### DATA FOR PROCESSING
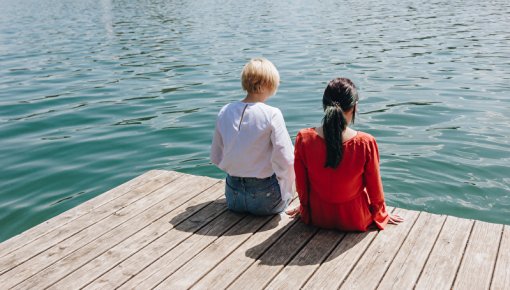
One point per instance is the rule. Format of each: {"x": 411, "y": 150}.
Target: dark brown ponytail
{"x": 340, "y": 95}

==

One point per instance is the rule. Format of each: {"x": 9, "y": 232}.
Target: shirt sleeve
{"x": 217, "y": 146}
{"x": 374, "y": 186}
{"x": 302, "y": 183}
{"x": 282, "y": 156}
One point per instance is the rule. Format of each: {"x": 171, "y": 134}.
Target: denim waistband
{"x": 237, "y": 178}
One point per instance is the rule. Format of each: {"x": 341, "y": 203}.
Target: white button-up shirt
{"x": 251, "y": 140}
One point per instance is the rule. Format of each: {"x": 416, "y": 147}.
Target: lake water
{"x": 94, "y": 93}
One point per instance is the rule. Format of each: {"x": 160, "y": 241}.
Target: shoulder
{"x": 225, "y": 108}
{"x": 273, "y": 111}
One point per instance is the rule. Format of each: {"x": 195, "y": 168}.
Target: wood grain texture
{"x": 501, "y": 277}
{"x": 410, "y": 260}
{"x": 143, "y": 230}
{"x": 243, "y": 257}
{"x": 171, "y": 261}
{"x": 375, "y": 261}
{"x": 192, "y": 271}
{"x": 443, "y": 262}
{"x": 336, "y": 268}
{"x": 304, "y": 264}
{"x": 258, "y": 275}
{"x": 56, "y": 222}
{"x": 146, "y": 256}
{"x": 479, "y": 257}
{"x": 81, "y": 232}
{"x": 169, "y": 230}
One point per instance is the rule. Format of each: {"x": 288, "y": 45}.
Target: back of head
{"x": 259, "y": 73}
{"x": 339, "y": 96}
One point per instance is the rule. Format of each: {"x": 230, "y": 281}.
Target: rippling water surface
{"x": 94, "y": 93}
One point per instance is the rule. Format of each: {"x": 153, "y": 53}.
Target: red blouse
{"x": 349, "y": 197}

* * *

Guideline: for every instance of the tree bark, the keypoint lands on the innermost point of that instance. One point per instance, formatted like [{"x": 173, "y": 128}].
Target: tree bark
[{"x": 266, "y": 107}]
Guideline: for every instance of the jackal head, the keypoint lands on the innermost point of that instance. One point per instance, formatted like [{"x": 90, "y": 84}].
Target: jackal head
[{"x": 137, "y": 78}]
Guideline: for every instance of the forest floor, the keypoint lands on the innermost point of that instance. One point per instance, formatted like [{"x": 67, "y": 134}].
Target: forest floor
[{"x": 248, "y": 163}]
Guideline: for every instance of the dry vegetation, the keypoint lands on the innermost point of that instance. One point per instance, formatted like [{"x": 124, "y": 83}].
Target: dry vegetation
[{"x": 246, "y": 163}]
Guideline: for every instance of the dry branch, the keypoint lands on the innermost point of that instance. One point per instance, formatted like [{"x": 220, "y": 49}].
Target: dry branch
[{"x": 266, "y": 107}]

### REQUIRED ACTION
Check the listing above for lines containing the string "that", and copy each one.

### RESPONSE BOX
Guideline: for every instance of the tree bark, the keypoint lands on the innermost point of that instance. One point per instance, formatted like [{"x": 173, "y": 128}].
Guideline: for every instance of the jackal head, the keypoint lands on the innermost point of that instance. One point per instance, formatted like [{"x": 90, "y": 84}].
Guideline: for every instance of the forest floor, the keypoint lands on the innermost point of that instance. One point per instance, formatted like [{"x": 67, "y": 134}].
Guideline: for every instance of the dry vegetation, the keypoint lands on the innermost point of that instance. One point per instance, formatted like [{"x": 124, "y": 83}].
Guideline: for every instance of the dry branch, the keypoint lands on the innermost point of that instance. One point per instance, formatted like [{"x": 220, "y": 49}].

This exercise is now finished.